Problem details:
Put the lines of the listing below into a Markdown table with the columns "n" and "Line", skipping blank lines. Begin at the first line of the listing and stop after the line containing "Find: dark wooden door".

Records for the exercise:
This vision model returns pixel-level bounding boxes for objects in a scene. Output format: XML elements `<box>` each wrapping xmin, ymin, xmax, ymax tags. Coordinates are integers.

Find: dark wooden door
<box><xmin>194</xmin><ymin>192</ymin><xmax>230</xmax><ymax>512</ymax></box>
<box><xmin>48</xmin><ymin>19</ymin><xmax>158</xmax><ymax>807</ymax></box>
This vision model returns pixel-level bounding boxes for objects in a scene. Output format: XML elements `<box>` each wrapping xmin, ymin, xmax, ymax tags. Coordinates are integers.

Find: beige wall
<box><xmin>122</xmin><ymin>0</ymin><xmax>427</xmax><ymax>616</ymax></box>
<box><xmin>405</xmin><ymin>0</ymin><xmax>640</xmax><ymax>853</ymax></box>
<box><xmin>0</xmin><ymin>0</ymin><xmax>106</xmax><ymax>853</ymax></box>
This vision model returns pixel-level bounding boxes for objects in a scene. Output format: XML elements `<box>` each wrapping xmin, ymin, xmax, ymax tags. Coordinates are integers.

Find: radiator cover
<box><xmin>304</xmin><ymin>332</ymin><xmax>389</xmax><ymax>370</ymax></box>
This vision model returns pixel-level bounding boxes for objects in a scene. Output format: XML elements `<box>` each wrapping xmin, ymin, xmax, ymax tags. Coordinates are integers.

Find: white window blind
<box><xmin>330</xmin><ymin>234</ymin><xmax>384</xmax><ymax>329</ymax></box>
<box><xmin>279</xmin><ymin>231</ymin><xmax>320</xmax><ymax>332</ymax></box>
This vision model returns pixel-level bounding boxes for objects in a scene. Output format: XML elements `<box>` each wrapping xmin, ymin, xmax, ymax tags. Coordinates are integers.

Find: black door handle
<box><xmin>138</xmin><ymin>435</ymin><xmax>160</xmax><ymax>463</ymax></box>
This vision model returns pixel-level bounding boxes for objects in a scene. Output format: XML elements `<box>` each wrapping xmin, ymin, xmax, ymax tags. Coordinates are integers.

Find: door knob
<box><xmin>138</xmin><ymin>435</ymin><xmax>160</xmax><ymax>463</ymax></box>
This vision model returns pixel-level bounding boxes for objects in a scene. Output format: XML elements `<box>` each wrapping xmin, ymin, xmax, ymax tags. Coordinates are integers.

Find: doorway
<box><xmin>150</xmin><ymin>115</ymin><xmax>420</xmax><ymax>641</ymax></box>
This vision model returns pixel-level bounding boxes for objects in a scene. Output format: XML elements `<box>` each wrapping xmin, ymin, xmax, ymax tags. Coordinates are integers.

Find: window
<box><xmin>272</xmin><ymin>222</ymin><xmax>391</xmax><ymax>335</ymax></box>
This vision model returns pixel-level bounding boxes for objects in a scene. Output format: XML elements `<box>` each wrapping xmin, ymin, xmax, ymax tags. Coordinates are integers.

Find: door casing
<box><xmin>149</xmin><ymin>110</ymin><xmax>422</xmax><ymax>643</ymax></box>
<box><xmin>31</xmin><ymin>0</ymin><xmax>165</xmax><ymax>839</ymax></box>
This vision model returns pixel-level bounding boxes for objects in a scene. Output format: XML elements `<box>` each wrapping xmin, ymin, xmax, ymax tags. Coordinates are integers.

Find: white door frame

Final answer:
| n | Line |
|---|---|
| 1 | This vision model returns pixel-level bounding boxes for objects in a scene. Output format: XML elements `<box>` each wrapping xmin, ymin, xmax, ymax tags. Coordinates are integers. |
| 2 | Find: dark wooden door |